Task directions: Return the data below unaltered, but strip out the pictures.

[Records excerpted from a collection]
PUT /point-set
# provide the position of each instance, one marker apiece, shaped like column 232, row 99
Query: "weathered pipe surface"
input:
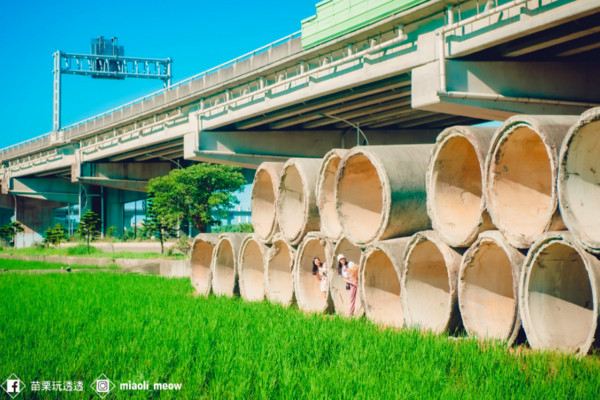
column 251, row 269
column 224, row 264
column 279, row 274
column 380, row 276
column 330, row 224
column 297, row 211
column 455, row 197
column 264, row 195
column 559, row 295
column 306, row 285
column 337, row 286
column 521, row 176
column 380, row 192
column 579, row 180
column 201, row 260
column 488, row 288
column 429, row 284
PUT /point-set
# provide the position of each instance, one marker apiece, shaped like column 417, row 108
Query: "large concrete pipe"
column 201, row 259
column 521, row 175
column 297, row 211
column 488, row 288
column 380, row 192
column 264, row 195
column 224, row 263
column 330, row 224
column 338, row 291
column 306, row 285
column 455, row 199
column 279, row 273
column 579, row 180
column 380, row 275
column 251, row 269
column 559, row 295
column 429, row 284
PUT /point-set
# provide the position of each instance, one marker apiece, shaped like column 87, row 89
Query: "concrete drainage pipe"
column 224, row 264
column 297, row 211
column 251, row 269
column 380, row 275
column 488, row 288
column 330, row 224
column 579, row 180
column 264, row 194
column 337, row 286
column 429, row 284
column 201, row 259
column 306, row 285
column 559, row 295
column 455, row 200
column 279, row 278
column 522, row 169
column 380, row 192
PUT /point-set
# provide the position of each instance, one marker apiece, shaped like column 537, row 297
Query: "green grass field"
column 146, row 328
column 6, row 263
column 81, row 251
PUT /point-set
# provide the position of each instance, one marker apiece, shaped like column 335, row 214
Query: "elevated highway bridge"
column 402, row 75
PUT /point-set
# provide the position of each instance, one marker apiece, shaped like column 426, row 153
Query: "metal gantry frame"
column 107, row 67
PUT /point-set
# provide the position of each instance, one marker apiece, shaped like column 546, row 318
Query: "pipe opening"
column 252, row 274
column 263, row 203
column 330, row 223
column 201, row 259
column 457, row 187
column 280, row 281
column 360, row 198
column 522, row 183
column 427, row 290
column 224, row 269
column 559, row 298
column 581, row 192
column 381, row 289
column 337, row 286
column 293, row 207
column 487, row 299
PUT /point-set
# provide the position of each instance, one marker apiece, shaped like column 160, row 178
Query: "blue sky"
column 197, row 35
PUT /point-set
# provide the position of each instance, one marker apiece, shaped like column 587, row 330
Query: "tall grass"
column 75, row 327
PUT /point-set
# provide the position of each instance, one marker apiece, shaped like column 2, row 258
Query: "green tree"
column 159, row 225
column 9, row 232
column 196, row 193
column 89, row 227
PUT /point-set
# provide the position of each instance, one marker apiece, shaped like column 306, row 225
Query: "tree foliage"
column 9, row 232
column 197, row 193
column 89, row 227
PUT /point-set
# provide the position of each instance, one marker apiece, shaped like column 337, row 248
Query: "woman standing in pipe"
column 349, row 272
column 320, row 271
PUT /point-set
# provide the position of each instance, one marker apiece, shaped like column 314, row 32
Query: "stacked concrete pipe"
column 559, row 295
column 521, row 176
column 337, row 286
column 297, row 211
column 579, row 180
column 455, row 196
column 488, row 288
column 225, row 264
column 306, row 285
column 279, row 272
column 380, row 276
column 330, row 223
column 263, row 203
column 251, row 269
column 201, row 260
column 380, row 192
column 429, row 284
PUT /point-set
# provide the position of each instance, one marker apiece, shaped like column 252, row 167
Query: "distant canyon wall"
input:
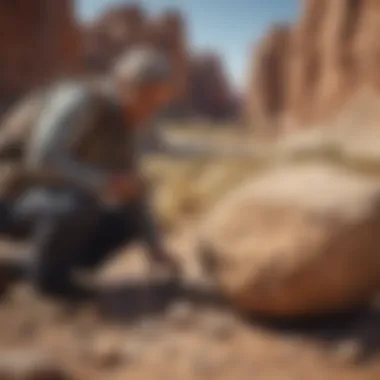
column 306, row 72
column 41, row 41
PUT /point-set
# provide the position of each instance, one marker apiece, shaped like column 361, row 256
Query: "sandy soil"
column 141, row 329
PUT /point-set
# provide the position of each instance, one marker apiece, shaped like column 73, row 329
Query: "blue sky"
column 230, row 27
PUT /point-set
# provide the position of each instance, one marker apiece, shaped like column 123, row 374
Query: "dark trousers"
column 68, row 230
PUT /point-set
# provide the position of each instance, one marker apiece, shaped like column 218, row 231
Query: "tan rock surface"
column 297, row 241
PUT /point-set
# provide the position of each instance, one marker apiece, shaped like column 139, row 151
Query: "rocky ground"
column 145, row 329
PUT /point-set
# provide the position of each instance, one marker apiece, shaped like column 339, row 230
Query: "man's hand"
column 162, row 261
column 122, row 188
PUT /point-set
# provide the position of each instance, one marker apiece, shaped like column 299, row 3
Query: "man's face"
column 156, row 96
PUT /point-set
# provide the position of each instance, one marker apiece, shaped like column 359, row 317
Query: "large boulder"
column 298, row 241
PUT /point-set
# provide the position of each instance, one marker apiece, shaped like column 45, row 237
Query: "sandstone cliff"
column 306, row 72
column 39, row 40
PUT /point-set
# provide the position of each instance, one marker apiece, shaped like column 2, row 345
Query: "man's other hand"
column 122, row 188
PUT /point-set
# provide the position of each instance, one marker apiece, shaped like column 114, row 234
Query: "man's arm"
column 67, row 116
column 17, row 124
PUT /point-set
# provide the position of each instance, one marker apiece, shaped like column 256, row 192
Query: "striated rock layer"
column 307, row 71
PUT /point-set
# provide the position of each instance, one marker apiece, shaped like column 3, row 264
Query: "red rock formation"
column 267, row 90
column 210, row 93
column 126, row 26
column 332, row 51
column 39, row 40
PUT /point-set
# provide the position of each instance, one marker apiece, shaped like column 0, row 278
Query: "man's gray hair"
column 142, row 66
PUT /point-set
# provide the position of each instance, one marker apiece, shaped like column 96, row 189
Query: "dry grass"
column 187, row 187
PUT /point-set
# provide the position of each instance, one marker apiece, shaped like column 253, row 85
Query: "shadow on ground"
column 129, row 301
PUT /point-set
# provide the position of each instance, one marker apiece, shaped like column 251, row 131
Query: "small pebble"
column 30, row 366
column 347, row 352
column 181, row 315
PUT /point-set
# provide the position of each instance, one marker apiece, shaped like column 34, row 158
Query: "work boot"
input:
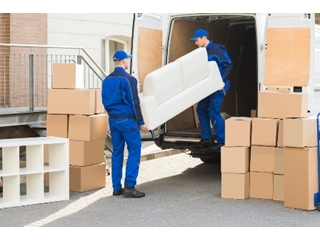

Task output:
PUT /point-set
# provide the position of each instance, one marker apiece, shaped like column 232, row 99
Query: "weathered pipe surface"
input:
column 251, row 269
column 224, row 264
column 279, row 274
column 380, row 276
column 330, row 224
column 297, row 211
column 455, row 197
column 264, row 195
column 559, row 295
column 306, row 285
column 337, row 286
column 521, row 176
column 380, row 192
column 579, row 180
column 201, row 260
column 488, row 288
column 429, row 284
PUT /point-set
# provide the position of each instance, one marker apiece, shaped like column 417, row 108
Query: "large concrete pipe"
column 201, row 259
column 521, row 175
column 297, row 211
column 488, row 288
column 380, row 192
column 264, row 195
column 224, row 263
column 330, row 224
column 338, row 291
column 306, row 285
column 455, row 199
column 279, row 273
column 579, row 180
column 380, row 275
column 251, row 269
column 559, row 295
column 429, row 284
PUT /point-set
# provide the position of each instance, one marker apiece, shaped like column 87, row 89
Query: "concrete drainage pipe"
column 224, row 264
column 297, row 211
column 251, row 269
column 380, row 275
column 488, row 288
column 330, row 224
column 579, row 180
column 264, row 194
column 337, row 286
column 429, row 284
column 201, row 259
column 306, row 285
column 559, row 295
column 455, row 200
column 279, row 278
column 522, row 169
column 380, row 192
PUT /point-set
# provide the position of each instance, one marker apiece, shaped like column 537, row 297
Query: "green grass field"
column 146, row 328
column 6, row 263
column 81, row 251
PUT /point-set
# provide the position of each instance, one marker apiece, shaped like column 335, row 214
Query: "elevated highway bridge"
column 402, row 75
PUT /point-set
# provide the position of each instance, one marker apiece, shaped like column 426, row 153
Query: "metal gantry frame"
column 107, row 67
PUT /point-set
# provide the position of each instance, one marker apiece, shaped like column 546, row 318
Query: "pipe opening"
column 252, row 274
column 263, row 203
column 330, row 223
column 201, row 259
column 457, row 187
column 280, row 281
column 360, row 198
column 522, row 183
column 427, row 290
column 224, row 269
column 559, row 298
column 581, row 192
column 381, row 289
column 337, row 286
column 293, row 207
column 487, row 299
PUT /point-set
# provide the position of each instance, one marker apiece, shaped like column 160, row 178
Query: "blue sky"
column 197, row 35
PUT /point-set
# provide the position of each instance, one marker apiece, shaped like column 587, row 330
Query: "tall grass"
column 75, row 327
PUT /point-set
# provide the position of each instance, one marker apiece, shaped like column 2, row 258
Query: "green tree"
column 159, row 225
column 9, row 232
column 196, row 193
column 89, row 227
PUT /point-set
# provide the position of each instance, one marker apiece, shaped like column 306, row 225
Query: "tree foliage"
column 9, row 232
column 197, row 193
column 89, row 227
PUT /point-set
# provide the position of each instance, one marker apiece, shaped like column 337, row 248
Query: "woman standing in pipe"
column 349, row 272
column 320, row 271
PUT /point-set
# provide the position of each instance, one marker apiece, shaped like column 314, row 32
Query: "stacked concrete pipe"
column 559, row 295
column 521, row 176
column 337, row 286
column 297, row 211
column 579, row 180
column 455, row 196
column 488, row 288
column 225, row 264
column 306, row 285
column 279, row 272
column 380, row 276
column 330, row 223
column 263, row 203
column 251, row 269
column 201, row 260
column 380, row 192
column 429, row 284
PUT /point-set
# provide the position of each instance, one marker apiece, shaped like column 252, row 167
Query: "distant canyon wall"
input:
column 306, row 72
column 41, row 41
PUT /point-set
# provide the position of each instance, one marker apiece, shaped like column 361, row 256
Query: "sandy soil"
column 141, row 329
PUT /point-set
# provide the position of each instance, one marker apiece, shaped like column 73, row 329
Query: "blue sky"
column 230, row 27
PUT /point-set
# provide the position of each instance, one marker apiece, shaped like column 123, row 374
Query: "dark trousers"
column 68, row 230
PUT /point-set
# provide the position of each instance, one marker apiece, shaped like column 218, row 231
Query: "tan rock surface"
column 297, row 241
PUT /point-set
# provide the position of each instance, one marker apiece, shaped like column 139, row 151
Query: "rocky ground"
column 145, row 329
PUT /point-set
# provide the position of each instance, one marker apiece, shaped like column 339, row 230
Query: "man's hand"
column 162, row 261
column 122, row 188
PUT /point-set
# provide the position of each instance, one marker apiece, shaped like column 299, row 3
Query: "man's face"
column 156, row 96
PUT /point-set
# provide the position of each instance, one marker apiece, shaped like column 359, row 317
Query: "large boulder"
column 298, row 241
PUT /point-set
# provide the position of each instance, one marker apiece, shaped like column 45, row 237
Query: "sandstone cliff"
column 306, row 72
column 39, row 40
PUT /point-set
# provide the position of each instance, one marker apiece, shaped like column 2, row 345
Query: "man's other hand"
column 122, row 188
PUT /point-set
# provide the position of each instance, one marker apiece, shaped like column 114, row 234
Query: "man's arm"
column 67, row 116
column 17, row 124
PUT /point-set
# provide the position of each instance, one marker apiece, shaped like column 256, row 192
Query: "striated rock layer"
column 307, row 71
PUT /point-set
# provide the position of each instance, one marker apiece, shaped like column 3, row 264
Query: "red rock formation"
column 267, row 90
column 210, row 93
column 126, row 26
column 332, row 51
column 39, row 40
PUT /point-set
# provide the position of each instance, one marker apiece, shaped like column 0, row 278
Query: "man's gray hair"
column 142, row 66
PUT /point-set
# provide the position of each instance, one marker apiece, shaped like column 96, row 189
Query: "dry grass"
column 187, row 187
PUT /point-set
# provide the position of each instance, one marker apiece, shaped like column 253, row 85
Query: "shadow on ground"
column 129, row 301
PUT /point-set
# provide the position of each instance, one marker apiece, shaped like column 251, row 131
Query: "small pebble"
column 30, row 366
column 347, row 352
column 181, row 315
PUT /point-set
# provide the position of each instance, one marker apiece, shaped like column 34, row 158
Query: "work boot"
input:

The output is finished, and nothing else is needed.